------ ENTRIES SHOWN

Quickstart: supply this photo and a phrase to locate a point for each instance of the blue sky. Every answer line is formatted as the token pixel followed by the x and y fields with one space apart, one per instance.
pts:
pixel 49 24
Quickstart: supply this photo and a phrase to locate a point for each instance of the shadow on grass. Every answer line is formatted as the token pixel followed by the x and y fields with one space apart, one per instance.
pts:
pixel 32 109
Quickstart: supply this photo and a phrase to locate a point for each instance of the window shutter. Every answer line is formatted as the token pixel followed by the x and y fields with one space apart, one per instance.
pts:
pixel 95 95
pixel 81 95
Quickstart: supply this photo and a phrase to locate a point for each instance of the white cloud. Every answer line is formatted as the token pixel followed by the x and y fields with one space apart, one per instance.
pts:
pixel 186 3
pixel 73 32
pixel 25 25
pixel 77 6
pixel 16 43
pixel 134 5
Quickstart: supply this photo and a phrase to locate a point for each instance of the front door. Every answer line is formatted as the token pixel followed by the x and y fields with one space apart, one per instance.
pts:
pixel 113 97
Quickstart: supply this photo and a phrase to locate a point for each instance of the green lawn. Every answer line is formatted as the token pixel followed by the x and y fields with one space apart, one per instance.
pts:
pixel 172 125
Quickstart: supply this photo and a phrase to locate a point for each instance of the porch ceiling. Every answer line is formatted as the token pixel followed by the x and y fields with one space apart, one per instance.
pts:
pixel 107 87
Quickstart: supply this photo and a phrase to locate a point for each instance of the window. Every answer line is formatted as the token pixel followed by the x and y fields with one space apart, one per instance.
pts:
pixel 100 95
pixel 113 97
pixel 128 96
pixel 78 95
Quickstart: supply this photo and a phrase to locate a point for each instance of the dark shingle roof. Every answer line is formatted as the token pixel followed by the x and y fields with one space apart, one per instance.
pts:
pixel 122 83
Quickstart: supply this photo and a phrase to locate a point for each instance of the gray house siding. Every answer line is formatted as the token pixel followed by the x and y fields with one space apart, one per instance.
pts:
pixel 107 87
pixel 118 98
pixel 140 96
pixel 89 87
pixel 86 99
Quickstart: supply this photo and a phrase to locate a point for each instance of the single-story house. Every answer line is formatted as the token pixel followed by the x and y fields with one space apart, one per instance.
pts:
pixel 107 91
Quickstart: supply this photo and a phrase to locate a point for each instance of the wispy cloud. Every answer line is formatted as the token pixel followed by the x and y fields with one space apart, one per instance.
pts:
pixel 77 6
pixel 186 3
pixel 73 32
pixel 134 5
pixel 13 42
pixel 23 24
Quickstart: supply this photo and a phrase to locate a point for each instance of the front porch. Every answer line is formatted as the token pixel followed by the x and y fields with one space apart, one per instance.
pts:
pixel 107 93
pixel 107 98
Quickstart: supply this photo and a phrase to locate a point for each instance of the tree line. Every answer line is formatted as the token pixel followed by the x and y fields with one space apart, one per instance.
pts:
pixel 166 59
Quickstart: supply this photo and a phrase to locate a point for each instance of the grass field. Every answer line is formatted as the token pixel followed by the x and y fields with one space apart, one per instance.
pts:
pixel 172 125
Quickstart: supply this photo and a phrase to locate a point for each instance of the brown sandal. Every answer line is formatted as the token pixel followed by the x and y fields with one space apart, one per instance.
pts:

------------

REQUIRED WORK: Retype every line of the entries above exactly as it appears, covering all of the entries from the first to the last.

SOLUTION BELOW:
Quickstart: supply this photo and a phrase to locate a point for each instance of the blue sky. Every answer line is formatted as the token pixel followed by the x and y fields with one space apart, one per instance.
pts:
pixel 49 24
Quickstart: supply this photo and a phrase to locate a point for each instance of the shadow on grass. Every answer line is formatted as the token pixel followed by the x and y fields with one space apart, one per instance.
pts:
pixel 32 109
Quickstart: supply this photo and a phrase to locate a point for each instance of the window shutter. Every answer line is formatted as the token pixel followed by the x and y fields with one space apart, one per instance.
pts:
pixel 95 95
pixel 81 95
Quickstart: supply this photo and a phrase to locate a point for each instance of the white cloud. Every answer line is formatted as the token pixel followed by the x and y fields with one space apart, one per instance.
pts:
pixel 186 3
pixel 73 32
pixel 25 25
pixel 77 6
pixel 16 43
pixel 134 5
Quickstart: supply this photo and a phrase to locate a point for each instance of the front door. Every answer line is formatted as the token pixel followed by the x and y fields with one space apart, one per instance.
pts:
pixel 113 97
Quickstart: supply this photo and a phrase to locate a point for each instance of the green lawn. Every answer line is formatted as the token pixel followed by the x and y fields with one space apart, one per instance.
pts:
pixel 172 125
Quickstart: supply this photo and a phrase to locate a point for each instance of the porch ceiling. Every answer line is formatted as the token pixel followed by the x and y fields with one space apart, one per instance.
pts:
pixel 107 87
Quickstart: supply this photo and a phrase to locate a point for each instance of the window. Every answer line is formatted as the token pixel followed by the x and y fields with one space apart, one per instance.
pts:
pixel 100 95
pixel 113 97
pixel 128 96
pixel 78 95
Quickstart: supply this photo and a phrase to locate a point for each instance of the dark shingle roof. Every answer line is formatted as the token pixel followed by the x and y fields with one space apart, one per instance.
pts:
pixel 122 83
Quickstart: supply this photo and a phrase to locate a point for each instance of the gray house siding. Every answer line is formatted as the token pixel followed by the x and y fields with one space apart, one per instance.
pts:
pixel 107 87
pixel 118 98
pixel 140 96
pixel 89 87
pixel 86 99
Quickstart: supply this photo and a phrase to locate a point for each instance of the single-story house. Every answer line is formatted as the token pixel followed by the x and y fields with one space apart, one per instance.
pts:
pixel 107 91
Quickstart: supply this photo and a phrase to locate a point for each instance of the wispy cloud. Every answer line is formatted as the token pixel followed by the x and y fields with one space apart, one per instance.
pts:
pixel 77 6
pixel 186 3
pixel 73 32
pixel 134 5
pixel 13 42
pixel 23 24
Quickstart: supply this photo and a phrase to locate a point for each instance of the front porch. Every answer line is formatted as the token pixel followed by the x and y fields with one space apart, one per instance.
pts:
pixel 107 93
pixel 107 98
Quickstart: supply this photo and a phrase to locate a point for each instance of the tree line. Every answer line is formatted as the token pixel followed by the x and y fields with one space apart, one per instance.
pts:
pixel 166 59
Quickstart: supply this photo and a phrase to locate a point for each instance of the grass field. Every answer line is formatted as the token pixel followed by the x and y fields with one space apart, one per instance.
pts:
pixel 172 125
Quickstart: supply this photo and a phrase to locate a point for each instance of the brown sandal. Every answer line is formatted as the token pixel followed by the x and y fields with one space apart, one per instance.
pts:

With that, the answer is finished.